▶ Seçilmiş Metin
---
1 Aralık 2010 Çarşamba

HADİS-İ ŞERİFLER... KONU: DUA

H A D İ S - İ    Ş E R İ F L E R
KONU: DUA
     DUA BÖLÜMÜ
     UMUMİ AÇIKLAMA


     Dua Arapça´da, çağırmak, davet etmek, rağbet göstermek, yardım taleb etmek, ismen çağırmak (tesmiye) mânalarına gelir. İbadete de dua denmiştir.
     Ebû´l-Kâsım el-Kuşeyrî şu açıklamayı yapar: "Dua Kur´an´da muhtelif mânalarda gelmiştir.
1- İbâdet: "Sana fayda da zarar da vermeyecek Allah´tan başkasına dua (ibadet) etme" (Yunus 106).
2- İstiğâse (yardım talebi): "Allah´tan başka güvendiklerinizi de yardıma çağırın" (Bakara 23).
3- Nidâ: "Sizi çağırdığı gün, O´na hamdederek davetine uyarsınız" (İsra 52).
---
(Bir veri kümesinden alıntı)

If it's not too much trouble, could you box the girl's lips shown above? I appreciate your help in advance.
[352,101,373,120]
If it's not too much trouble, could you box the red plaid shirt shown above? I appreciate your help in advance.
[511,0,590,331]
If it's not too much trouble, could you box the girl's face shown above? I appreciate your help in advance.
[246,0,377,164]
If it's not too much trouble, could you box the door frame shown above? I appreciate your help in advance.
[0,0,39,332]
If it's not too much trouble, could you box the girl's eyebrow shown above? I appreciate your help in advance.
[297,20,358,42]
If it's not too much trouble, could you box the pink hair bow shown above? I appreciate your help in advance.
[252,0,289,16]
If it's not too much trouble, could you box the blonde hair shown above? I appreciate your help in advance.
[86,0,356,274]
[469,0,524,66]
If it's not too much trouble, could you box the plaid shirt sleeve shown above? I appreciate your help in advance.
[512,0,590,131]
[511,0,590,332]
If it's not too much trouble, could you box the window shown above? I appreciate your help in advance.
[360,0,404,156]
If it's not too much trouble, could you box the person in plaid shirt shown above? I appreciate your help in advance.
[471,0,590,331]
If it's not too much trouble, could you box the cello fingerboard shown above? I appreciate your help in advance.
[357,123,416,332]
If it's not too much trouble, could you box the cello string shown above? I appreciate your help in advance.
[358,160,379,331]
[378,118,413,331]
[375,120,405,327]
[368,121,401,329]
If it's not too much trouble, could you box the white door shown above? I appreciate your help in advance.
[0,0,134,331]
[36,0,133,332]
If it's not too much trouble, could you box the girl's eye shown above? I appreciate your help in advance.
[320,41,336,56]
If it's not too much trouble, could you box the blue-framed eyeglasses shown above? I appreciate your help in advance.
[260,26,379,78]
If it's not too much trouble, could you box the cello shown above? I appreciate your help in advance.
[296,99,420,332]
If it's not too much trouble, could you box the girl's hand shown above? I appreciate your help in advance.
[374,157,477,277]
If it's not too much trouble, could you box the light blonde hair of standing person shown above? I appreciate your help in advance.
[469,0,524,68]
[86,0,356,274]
---
▶ Alıştırma Görevleri
**a.** Dua konulu metni iki cümleyle özetleyiniz.
**b.** Dua konulu metnin "Dua Arapça´da" diye başlayan cümlesinde, kelimenin Arapçada geldiği anlamların tamamını sıralayınız.
**c.** Dua konulu metni kaldığı yerden sürdürünüz.

▶ Çözümlü Görevler
**a.** Dua kelimesi Arapçada çağırmak, davet etmek, rağbet göstermek, yardım talep etmek ve ismen çağırmak anlamlarına gelir; ibadete de dua denmiştir. Ebû'l-Kâsım el-Kuşeyrî'ye göre dua Kur'an'da muhtelif anlamlarda geçer ve metinde bunlardan ibadet, istiğâse (yardım talebi) ve nidâ sayılır.

**b.**
- çağırmak
- davet etmek
- rağbet göstermek
- yardım taleb etmek
- ismen çağırmak (tesmiye)

**c.**
4- Senâ: "De ki: "Gerek Allah deyin, gerek Rahmân deyin, hangisini derseniz deyin en güzel isimler O´nundur" (İsra 110).Keza Rabbiniz; "Bana dua edin ki size icabet edeyim" dedi" (Gâfir 60).

     Cumhur, duâyı ibadetin bir şubesi olarak görmüş ve "Dua ibadetin en büyüğüdür" demiştir. Nitekim hadiste de: "Dua ibadetin tâ kendisi" veya "Dua ibadetin özü (iliği)" olarak tavsif edilmiştir.
     Resûlullah (aleyhissalâtu vesselâm) pek çok hadislerinde mü´minleri dua etmeye teşvik eder:
"Allah indinde duadan daha kıymetli bir şey yoktur."
"Allah, kendinden istemeyene gadab eder."
"Allah´ın fazlından isteyin, zira Allah istenmesini sever."
"Dua rahmetin anahtarıdır."
"Dua mü´minin silahı, dinin direği, semâvat ve arzın nurudur."
"Duâ, kazayı defeder."
"Dua, gelmiş olan musibet için de henüz gelmemiş olan musibet için de faydalıdır."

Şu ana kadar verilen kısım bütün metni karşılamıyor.